- [Exercise data]
══════
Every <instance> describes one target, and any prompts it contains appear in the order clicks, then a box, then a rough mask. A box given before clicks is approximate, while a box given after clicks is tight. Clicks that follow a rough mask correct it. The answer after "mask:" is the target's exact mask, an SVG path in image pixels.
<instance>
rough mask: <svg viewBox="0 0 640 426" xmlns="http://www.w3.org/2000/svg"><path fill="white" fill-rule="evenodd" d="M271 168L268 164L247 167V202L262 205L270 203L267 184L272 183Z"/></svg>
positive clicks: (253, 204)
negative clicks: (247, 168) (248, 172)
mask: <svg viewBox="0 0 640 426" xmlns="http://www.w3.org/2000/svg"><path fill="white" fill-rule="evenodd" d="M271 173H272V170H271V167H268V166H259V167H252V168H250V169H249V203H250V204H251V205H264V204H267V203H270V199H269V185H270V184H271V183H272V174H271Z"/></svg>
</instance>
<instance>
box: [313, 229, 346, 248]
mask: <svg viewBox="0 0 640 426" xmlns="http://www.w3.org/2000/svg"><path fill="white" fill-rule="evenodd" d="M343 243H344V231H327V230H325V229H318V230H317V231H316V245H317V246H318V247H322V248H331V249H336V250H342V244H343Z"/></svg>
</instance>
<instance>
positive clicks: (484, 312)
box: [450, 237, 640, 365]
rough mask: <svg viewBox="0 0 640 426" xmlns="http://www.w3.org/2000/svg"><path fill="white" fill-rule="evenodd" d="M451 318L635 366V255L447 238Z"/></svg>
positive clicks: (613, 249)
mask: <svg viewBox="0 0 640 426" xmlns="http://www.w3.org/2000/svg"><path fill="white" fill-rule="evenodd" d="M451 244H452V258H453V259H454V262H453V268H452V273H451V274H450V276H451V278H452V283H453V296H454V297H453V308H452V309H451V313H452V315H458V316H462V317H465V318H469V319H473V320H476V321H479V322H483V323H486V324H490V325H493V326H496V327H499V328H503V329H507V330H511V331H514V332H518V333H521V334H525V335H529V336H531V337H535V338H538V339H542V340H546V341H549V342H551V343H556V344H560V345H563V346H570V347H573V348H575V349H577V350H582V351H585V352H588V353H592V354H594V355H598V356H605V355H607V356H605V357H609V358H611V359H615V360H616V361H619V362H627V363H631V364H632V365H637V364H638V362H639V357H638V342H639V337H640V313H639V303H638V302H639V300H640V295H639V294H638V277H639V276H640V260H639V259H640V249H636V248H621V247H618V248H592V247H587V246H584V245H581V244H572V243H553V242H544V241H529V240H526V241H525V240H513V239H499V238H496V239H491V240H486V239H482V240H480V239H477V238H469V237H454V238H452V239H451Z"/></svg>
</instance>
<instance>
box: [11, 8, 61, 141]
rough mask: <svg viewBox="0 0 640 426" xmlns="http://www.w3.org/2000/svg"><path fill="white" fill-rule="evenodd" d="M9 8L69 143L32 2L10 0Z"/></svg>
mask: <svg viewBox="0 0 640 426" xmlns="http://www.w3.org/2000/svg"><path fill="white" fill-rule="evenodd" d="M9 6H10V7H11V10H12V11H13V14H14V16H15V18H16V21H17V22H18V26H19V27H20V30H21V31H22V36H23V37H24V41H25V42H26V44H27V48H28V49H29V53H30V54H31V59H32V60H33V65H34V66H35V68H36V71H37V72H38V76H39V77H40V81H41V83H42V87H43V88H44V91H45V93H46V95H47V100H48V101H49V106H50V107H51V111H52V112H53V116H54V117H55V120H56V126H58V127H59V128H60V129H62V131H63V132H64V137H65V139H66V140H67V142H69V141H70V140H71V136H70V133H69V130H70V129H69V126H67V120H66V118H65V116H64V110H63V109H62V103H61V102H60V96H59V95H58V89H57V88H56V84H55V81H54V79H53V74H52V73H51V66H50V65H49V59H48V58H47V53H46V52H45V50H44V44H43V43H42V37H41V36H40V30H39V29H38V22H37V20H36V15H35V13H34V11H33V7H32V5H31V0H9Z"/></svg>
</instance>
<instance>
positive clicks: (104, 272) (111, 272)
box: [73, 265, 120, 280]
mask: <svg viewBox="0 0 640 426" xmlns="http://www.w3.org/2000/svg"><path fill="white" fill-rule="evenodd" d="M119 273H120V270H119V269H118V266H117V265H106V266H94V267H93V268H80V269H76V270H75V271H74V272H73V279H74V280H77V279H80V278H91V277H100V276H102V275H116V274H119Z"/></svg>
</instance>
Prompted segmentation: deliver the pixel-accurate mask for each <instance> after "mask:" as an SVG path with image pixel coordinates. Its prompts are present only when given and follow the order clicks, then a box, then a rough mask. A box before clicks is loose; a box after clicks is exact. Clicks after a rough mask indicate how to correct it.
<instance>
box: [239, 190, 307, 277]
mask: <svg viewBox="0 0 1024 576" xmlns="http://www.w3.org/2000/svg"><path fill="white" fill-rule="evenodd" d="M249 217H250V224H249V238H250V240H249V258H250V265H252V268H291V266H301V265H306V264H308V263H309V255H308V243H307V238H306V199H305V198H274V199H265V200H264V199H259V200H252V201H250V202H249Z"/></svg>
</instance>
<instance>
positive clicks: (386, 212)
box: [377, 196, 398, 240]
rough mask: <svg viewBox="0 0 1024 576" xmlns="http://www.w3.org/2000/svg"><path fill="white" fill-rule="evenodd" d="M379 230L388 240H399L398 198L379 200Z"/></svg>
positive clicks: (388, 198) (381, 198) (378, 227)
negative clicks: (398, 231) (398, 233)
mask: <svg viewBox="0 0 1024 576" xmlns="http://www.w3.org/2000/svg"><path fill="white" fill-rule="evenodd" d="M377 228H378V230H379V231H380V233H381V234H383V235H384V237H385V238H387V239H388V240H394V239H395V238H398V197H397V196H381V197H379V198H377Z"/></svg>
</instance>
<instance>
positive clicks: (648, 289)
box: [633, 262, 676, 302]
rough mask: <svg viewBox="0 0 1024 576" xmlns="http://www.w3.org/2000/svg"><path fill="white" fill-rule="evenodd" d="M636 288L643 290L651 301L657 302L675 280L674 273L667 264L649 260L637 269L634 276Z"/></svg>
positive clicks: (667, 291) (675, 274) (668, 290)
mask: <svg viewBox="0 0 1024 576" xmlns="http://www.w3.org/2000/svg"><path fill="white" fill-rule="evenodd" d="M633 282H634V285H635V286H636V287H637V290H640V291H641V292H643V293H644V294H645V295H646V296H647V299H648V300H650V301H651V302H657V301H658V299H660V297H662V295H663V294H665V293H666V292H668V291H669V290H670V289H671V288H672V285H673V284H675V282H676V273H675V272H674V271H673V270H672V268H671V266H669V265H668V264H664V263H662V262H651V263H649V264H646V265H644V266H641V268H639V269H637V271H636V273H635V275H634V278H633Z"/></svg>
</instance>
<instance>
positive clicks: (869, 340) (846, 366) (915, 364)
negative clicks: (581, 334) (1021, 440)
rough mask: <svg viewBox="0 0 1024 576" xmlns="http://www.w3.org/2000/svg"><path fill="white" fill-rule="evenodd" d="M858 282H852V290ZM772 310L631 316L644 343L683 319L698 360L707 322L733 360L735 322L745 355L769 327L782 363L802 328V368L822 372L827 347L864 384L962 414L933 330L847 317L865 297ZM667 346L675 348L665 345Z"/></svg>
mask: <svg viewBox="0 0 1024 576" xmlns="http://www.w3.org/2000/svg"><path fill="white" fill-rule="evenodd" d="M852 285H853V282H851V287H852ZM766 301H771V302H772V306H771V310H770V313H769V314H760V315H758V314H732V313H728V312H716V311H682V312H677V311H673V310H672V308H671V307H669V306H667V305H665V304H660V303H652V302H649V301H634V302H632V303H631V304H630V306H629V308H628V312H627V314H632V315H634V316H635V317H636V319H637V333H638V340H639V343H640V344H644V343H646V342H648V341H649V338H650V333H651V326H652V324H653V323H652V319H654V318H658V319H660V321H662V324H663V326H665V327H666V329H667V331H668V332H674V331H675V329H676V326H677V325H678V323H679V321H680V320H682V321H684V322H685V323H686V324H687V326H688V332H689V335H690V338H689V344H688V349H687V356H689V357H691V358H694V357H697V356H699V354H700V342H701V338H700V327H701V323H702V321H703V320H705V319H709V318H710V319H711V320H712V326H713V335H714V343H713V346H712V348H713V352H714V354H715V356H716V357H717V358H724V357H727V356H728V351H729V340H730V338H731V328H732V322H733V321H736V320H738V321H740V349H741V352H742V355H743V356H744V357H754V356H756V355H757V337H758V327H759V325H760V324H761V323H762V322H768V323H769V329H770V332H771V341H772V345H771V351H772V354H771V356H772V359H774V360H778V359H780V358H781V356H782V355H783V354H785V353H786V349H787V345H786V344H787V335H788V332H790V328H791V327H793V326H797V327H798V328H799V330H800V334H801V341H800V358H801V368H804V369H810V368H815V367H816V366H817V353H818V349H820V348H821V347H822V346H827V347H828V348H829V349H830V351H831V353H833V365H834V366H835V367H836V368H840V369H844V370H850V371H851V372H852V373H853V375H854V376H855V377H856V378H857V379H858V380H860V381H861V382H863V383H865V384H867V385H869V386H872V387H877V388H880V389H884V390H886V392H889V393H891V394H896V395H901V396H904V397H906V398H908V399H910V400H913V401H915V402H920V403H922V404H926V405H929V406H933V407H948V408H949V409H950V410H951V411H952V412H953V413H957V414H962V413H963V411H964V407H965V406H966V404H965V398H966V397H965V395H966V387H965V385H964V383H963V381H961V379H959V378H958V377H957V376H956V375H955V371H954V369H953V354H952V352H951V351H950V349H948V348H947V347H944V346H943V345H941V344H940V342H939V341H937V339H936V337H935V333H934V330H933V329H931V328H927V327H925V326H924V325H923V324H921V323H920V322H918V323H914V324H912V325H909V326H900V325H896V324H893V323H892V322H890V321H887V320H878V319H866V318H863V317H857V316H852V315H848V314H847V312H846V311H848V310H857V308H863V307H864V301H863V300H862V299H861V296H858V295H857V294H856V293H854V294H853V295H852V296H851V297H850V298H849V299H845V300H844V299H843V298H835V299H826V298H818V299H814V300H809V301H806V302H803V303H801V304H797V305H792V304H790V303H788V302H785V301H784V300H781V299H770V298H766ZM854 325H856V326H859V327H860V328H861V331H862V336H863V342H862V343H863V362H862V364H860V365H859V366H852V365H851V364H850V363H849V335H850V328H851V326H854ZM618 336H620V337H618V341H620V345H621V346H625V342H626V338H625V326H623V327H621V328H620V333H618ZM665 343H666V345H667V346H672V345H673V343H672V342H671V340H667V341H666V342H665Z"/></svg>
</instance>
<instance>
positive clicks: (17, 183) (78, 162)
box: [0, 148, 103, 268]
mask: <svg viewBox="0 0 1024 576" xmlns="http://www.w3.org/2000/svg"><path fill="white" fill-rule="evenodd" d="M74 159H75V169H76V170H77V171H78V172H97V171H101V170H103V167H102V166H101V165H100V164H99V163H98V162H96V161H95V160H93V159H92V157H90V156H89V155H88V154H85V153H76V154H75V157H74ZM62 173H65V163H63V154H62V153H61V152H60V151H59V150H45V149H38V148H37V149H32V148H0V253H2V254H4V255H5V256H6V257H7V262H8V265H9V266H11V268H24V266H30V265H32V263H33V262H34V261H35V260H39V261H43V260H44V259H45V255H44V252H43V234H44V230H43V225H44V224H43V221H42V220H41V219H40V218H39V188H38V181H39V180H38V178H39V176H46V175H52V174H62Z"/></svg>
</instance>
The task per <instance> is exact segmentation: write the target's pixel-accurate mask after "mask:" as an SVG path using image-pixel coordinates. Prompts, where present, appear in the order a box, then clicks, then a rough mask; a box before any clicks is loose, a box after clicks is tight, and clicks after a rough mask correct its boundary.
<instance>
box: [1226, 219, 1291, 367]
══════
- [To do] Only lines containing the word "before" should be copied from the material above.

- [The completed task]
Every <instance> describes one target, and any prompts it contains appear in the order clicks, then a box, then a rough mask. A box given before clicks is approximate, while a box given after clicks is tight. Clicks that follow a rough mask correct it. The answer after "mask:" is the target's exact mask, an SVG path in image pixels.
Prompted segmentation: deliver the pixel-accurate mask for each <instance> after "mask:" as an SVG path with image pixel coordinates. Its prompts are present only when given and follow the order clicks, then a box, then a rough mask. A box before clicks is loose; a box after clicks is exact. Clicks after a rough mask indicate how to correct it.
The task per <instance> is exact segmentation: write the target's pixel-accurate mask after "mask:" as an SVG path using image-pixel coordinates. Prompts, where present, appear in the order a box, then clicks, then a rough mask; a box before any clicks is loose, a box after clicks is tight, and clicks after a rough mask correct its boundary.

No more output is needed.